Dataset entries
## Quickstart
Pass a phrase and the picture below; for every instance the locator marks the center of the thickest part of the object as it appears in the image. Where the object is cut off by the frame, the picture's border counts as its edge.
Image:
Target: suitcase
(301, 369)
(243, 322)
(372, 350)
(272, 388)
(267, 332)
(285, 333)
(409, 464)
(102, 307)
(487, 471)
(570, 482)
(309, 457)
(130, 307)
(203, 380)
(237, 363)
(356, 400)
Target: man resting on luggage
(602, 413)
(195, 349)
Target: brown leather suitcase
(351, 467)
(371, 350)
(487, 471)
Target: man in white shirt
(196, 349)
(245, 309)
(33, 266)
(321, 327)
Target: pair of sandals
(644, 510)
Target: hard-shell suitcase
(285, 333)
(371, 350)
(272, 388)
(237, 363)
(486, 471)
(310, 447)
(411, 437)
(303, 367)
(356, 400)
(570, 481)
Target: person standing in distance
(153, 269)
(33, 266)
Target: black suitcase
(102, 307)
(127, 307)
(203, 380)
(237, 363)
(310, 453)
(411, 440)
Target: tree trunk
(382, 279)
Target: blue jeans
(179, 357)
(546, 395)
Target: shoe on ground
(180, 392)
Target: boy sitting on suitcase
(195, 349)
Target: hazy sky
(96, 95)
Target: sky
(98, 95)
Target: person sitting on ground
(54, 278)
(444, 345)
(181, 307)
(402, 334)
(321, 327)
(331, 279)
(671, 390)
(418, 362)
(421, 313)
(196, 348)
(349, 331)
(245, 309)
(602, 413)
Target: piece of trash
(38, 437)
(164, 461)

* * *

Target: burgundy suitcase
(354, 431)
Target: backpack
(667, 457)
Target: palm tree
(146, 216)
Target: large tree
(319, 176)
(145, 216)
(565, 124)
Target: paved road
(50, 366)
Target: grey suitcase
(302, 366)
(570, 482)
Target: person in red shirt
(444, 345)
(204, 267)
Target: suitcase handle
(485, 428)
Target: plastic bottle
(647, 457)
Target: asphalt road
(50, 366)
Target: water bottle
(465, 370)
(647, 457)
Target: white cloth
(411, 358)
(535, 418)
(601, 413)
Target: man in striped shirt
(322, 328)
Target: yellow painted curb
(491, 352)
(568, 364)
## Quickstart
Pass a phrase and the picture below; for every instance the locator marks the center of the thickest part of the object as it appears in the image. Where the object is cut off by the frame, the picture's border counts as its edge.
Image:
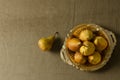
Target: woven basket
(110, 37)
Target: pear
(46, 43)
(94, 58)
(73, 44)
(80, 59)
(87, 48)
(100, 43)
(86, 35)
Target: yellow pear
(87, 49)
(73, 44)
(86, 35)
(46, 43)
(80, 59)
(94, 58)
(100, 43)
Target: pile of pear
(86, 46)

* * *

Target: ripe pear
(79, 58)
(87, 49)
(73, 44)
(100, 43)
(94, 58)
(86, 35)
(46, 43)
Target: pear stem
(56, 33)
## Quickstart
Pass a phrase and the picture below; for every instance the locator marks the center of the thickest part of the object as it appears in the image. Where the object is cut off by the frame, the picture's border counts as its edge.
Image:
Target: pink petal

## What the exercise asks
Please reproduce, exactly as they appear above, the lines from the line containing "Target: ripe pear" up to and including the line containing "Target: pink petal".

## Task result
Target: ripe pear
(79, 58)
(87, 49)
(73, 44)
(100, 43)
(94, 58)
(86, 35)
(46, 43)
Target: pear stem
(56, 33)
## Quickstart
Pass a phrase and the picture below; for every instance the locator marks the center of the thickest part of the object as it appears in the image. Where the object is cut off by the frame, the picture's border counts as its edge.
Image:
Target: pink petal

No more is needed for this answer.